◆ GIVEN PROBLEM:
Copy every line of the items below word for word, without changing anything.

◆ INPUT:
+--

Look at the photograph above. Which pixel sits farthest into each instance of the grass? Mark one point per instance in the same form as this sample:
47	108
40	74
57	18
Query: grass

+--

◆ FULL OUTPUT:
Look at the photograph above. Which pixel sits farthest into each instance of the grass? Mark one point per instance in the same form as this sample:
47	108
40	74
57	18
Query: grass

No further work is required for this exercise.